**Goal:** How many lines in the material below contain the string "tree", counting only matches with the same capitalization? Reply with the number alone.

## Begin

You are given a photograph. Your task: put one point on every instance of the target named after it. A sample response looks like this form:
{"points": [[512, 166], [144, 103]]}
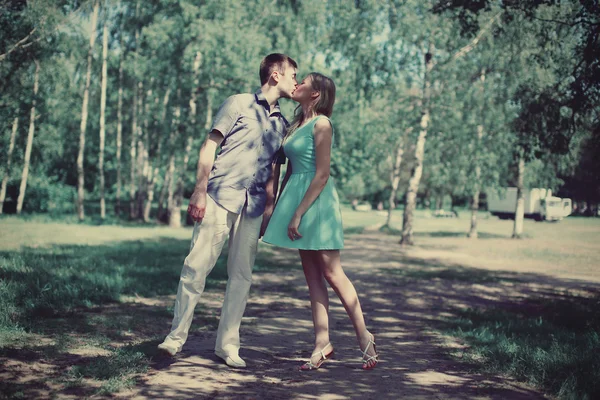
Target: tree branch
{"points": [[17, 45], [460, 53]]}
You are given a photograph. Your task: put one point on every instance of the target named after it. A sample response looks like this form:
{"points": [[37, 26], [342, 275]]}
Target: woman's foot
{"points": [[369, 351], [318, 358]]}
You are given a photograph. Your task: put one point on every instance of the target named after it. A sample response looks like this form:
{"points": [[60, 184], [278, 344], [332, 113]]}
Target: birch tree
{"points": [[103, 118], [11, 147], [27, 158], [84, 117]]}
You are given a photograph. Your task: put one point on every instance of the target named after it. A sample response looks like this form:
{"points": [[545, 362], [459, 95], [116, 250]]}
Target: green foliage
{"points": [[540, 61], [552, 345]]}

## End

**Problem solution:** 2